A breakthrough in the treatment of one of the most deadly cancers in the UK has been made by British scientists.
Bladder cancer is seventh on the list of most common cancers in Britain, however, research related to it has been neglected and no new treatments have been introduced for three decades. It is also one of the main cancer killers, with around 5000 deaths annually, or about 14 per day.
One in ten instances of the disease is not spotted until it has already spread from the bladder to other parts of the body. Patients at this point are only expected to live for one to one and a half years after their diagnosis. Many patients forgo chemotherapy, due to its debilitating side-effects and limited benefits, and choose to make the most of the time they have left. Others are too ill or too old to cope with the cocktail of drugs necessary.
The new drug has produced excellent results, with limited side-effects.
According to researcher Tom Powles, from Queen Mary University, London, the drug has ‘revolutionised’ trial patients’ lives.
Many bladder tumours contain a protein which turns the immune system off. This new drug, known as MPDL3280A, switches the immune system back on and then proceeds to attack the cancer.
A trial undertaken at Barts Cancer Institute in London involved patients with cancer that was considered untreatable. The drug reduced the size of the tumours in more than 50% of patients who had the protein, but it also helped some of the patients with tumours that did not have the protein.

= WHAT YOU WILL DO =
Continue the bladder cancer drug article from the end of its last sentence.

Records taken from a dataset
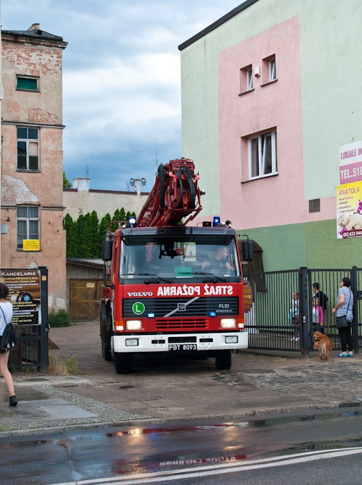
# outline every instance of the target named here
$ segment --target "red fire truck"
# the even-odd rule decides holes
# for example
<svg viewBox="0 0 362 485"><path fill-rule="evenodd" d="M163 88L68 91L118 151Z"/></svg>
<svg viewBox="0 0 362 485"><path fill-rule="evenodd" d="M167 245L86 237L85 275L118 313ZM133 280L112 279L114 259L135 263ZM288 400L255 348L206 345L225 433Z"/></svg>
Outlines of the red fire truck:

...

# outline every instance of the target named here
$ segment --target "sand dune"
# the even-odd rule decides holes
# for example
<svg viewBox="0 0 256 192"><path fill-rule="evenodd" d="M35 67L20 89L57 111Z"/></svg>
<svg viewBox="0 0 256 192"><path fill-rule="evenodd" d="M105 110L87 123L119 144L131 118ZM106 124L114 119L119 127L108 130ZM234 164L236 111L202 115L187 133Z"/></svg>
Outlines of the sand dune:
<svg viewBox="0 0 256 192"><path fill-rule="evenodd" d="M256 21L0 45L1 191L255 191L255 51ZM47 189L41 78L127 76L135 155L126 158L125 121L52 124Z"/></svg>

...

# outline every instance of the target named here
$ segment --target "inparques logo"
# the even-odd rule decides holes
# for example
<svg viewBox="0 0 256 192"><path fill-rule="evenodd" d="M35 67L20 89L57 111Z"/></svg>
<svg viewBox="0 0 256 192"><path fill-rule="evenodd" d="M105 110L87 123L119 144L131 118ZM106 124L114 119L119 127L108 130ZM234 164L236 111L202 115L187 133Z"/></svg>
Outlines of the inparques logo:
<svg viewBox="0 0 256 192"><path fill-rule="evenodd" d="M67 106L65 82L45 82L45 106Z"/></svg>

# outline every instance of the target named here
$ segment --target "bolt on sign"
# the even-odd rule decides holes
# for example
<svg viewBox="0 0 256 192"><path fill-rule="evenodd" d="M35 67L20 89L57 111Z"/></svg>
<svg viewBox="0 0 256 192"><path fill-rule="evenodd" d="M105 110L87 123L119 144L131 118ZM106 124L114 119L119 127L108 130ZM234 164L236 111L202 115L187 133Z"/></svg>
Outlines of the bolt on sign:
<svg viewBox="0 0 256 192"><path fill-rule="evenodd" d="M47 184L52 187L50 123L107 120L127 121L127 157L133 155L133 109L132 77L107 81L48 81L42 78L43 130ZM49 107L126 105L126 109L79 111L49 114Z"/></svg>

= SOLVED PROBLEM =
Some patients have experienced a complete disappearance of the cancer. One male has not had a recurrence of the cancer, one year after commencing treatment.
The drug is unlike to become available until the trial stage is completed. A larger, second trial has just been completed, with a third set to begin shortly.
It also shows promise for the fight against other cancer, including skin and bowel cancers.
The drugs watchdog in the US is so impressed by the results achieved that it may waive the waiting period for results from other trials, and give the approval for use of the drug.
Authorities in Europe may wait for all the data, prior to approval, which means it could take several years for the drug to become available to patients.
The drug is given to patients via a three-weekly drip, and is being developed by Roche, the same company behind the ‘wonder drug’ Herceptin, used in breast cancer treatment.
Professor Peter Johnson from Cancer Research UK said it is good to have found a new treatment for a cancer type where progress has been limited for so many years.